WHAT YOU NEED TO DO:
The entries below should be given again exactly, minus their pictures.

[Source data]
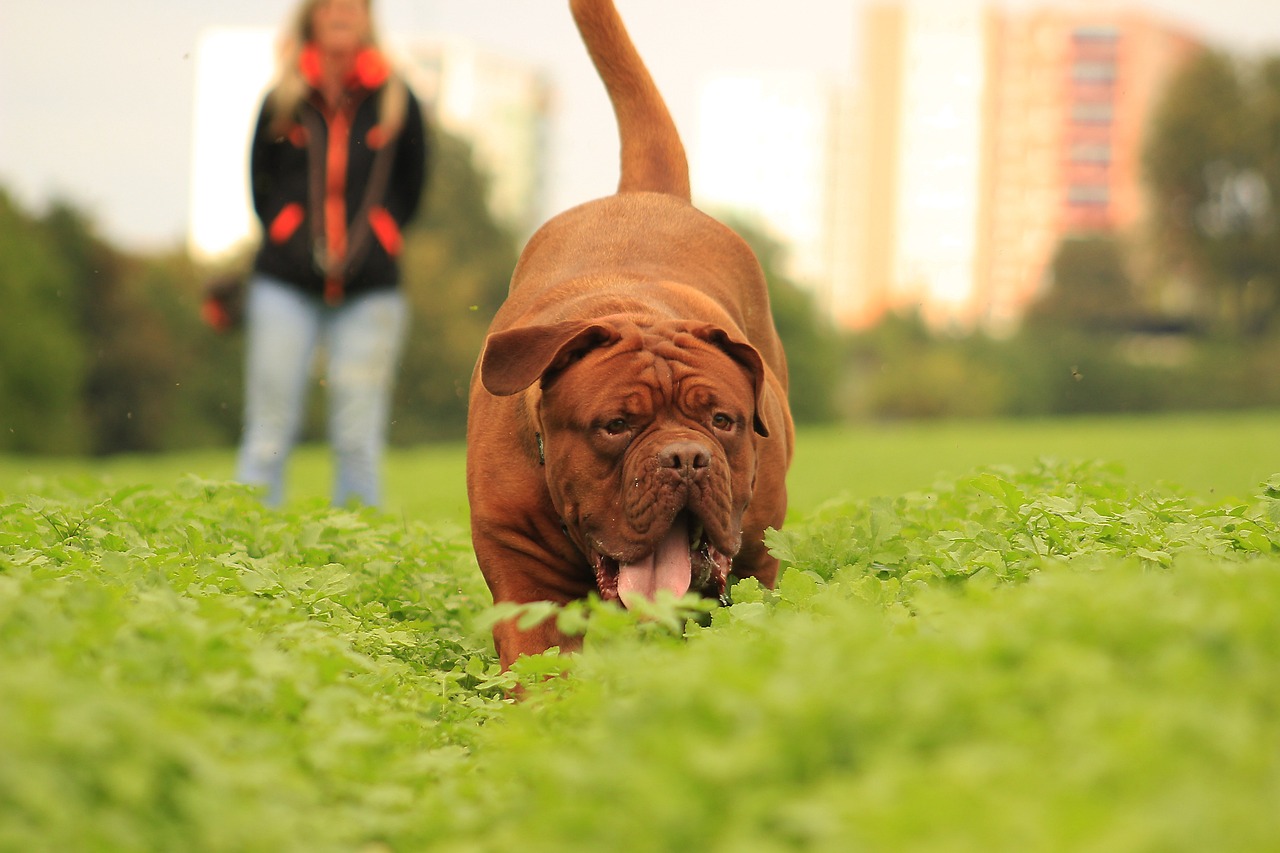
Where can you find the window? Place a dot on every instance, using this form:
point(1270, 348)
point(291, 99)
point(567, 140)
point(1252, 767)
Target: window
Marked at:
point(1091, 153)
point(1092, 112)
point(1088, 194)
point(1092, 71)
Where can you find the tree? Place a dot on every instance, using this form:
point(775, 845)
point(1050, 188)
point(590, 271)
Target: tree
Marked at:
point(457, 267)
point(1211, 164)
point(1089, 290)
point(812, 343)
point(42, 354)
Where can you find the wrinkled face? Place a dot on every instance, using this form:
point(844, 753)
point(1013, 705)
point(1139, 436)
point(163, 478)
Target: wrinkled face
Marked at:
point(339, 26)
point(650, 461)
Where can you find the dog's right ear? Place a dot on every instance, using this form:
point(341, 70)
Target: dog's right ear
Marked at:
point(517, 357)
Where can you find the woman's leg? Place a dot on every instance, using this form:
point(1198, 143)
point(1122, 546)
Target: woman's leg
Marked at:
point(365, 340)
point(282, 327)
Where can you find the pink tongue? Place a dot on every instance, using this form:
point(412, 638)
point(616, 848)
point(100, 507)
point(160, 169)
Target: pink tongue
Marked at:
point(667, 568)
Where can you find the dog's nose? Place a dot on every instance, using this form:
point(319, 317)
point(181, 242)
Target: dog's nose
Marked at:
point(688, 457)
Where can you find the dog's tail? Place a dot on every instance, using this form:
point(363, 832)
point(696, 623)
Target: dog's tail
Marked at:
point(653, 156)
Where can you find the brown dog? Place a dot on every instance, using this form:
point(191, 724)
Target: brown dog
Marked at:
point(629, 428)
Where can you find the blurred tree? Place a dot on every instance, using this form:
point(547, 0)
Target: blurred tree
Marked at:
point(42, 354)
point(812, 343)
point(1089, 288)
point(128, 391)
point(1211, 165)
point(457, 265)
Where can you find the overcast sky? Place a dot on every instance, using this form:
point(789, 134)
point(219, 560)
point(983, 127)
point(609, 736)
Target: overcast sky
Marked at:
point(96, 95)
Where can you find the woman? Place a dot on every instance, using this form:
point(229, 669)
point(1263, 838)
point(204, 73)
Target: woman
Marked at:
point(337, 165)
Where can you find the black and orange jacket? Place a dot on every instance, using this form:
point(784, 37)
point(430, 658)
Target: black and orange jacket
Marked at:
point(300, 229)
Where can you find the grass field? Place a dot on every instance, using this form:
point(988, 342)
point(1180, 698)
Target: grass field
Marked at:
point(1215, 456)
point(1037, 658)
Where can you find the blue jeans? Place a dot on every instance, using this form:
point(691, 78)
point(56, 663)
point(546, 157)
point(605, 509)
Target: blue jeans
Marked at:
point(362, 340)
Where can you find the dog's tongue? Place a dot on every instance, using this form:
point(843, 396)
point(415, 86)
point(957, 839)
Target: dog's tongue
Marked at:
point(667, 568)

OUTPUT FOR THIS TASK:
Where can you find the window? Place a dot on every instance, using this form:
point(1270, 348)
point(291, 99)
point(567, 140)
point(1252, 767)
Target: window
Marked at:
point(1091, 153)
point(1092, 112)
point(1088, 194)
point(1092, 71)
Where can you find the tree? Place a dot on every instance, using this form:
point(775, 845)
point(1050, 188)
point(590, 271)
Target: tree
Marked at:
point(457, 267)
point(1211, 164)
point(1089, 290)
point(812, 343)
point(42, 354)
Where can you find the wrinkled face? Place a dot on every instance, using this form:
point(844, 753)
point(1013, 705)
point(1139, 436)
point(163, 478)
Target: wrinkled face
Marked at:
point(339, 26)
point(650, 461)
Where can you find the dog's right ear? Place a dot on every instance, using this form:
point(341, 70)
Target: dog's right ear
Marked at:
point(517, 357)
Where can you find the woman's leg? Place a dot on every instance, using this form:
point(1198, 143)
point(1122, 546)
Target: woman's leg
Marked at:
point(365, 340)
point(282, 327)
Where can you find the pink tongue? Place a dot on every instance, using this form:
point(412, 638)
point(616, 848)
point(100, 507)
point(160, 169)
Target: pink tongue
Marked at:
point(667, 568)
Where can you find the dog's nose? Place a dot on every instance, using this form:
point(319, 317)
point(181, 242)
Target: dog's nose
Marked at:
point(688, 457)
Where can you find the dog's tail? Place a dot on every instance, using this form:
point(363, 832)
point(696, 623)
Target: dog's tail
Marked at:
point(653, 156)
Where can you find the brown dog? Place a dot on every instance, using this form:
point(191, 724)
Target: brown dog
Marked at:
point(629, 428)
Where can you find the blurred tree? Place a dot on every instance, using this form:
point(547, 0)
Target: blurred tree
Marked at:
point(42, 354)
point(812, 343)
point(1089, 288)
point(128, 391)
point(1211, 165)
point(457, 265)
Where can you find the overcast sky? Place a dot on every instance, using this form:
point(789, 134)
point(219, 560)
point(983, 127)
point(609, 736)
Target: overcast sky
Marked at:
point(96, 95)
Where can you find the woman? Place a dot on every instance, using this form:
point(229, 669)
point(1263, 838)
point(204, 73)
Target: woman
Marked at:
point(337, 165)
Where can you find the black and orange jacket? Place a dot on every instance, using this form:
point(784, 37)
point(430, 658)
Target: black and orange jacket
Marked at:
point(300, 229)
Where can you find the grass field? Place a dot on every instance, using this form:
point(988, 342)
point(1180, 698)
Target: grass field
Marked at:
point(1215, 456)
point(1037, 658)
Where can you find the blue jeans? Place a dot on every instance, using this form:
point(691, 78)
point(56, 663)
point(546, 157)
point(605, 509)
Target: blue jeans
Marked at:
point(362, 340)
Where can you find the dog's tongue? Place a dot on every instance, using this form:
point(843, 396)
point(415, 86)
point(957, 839)
Target: dog's tongue
Marked at:
point(667, 568)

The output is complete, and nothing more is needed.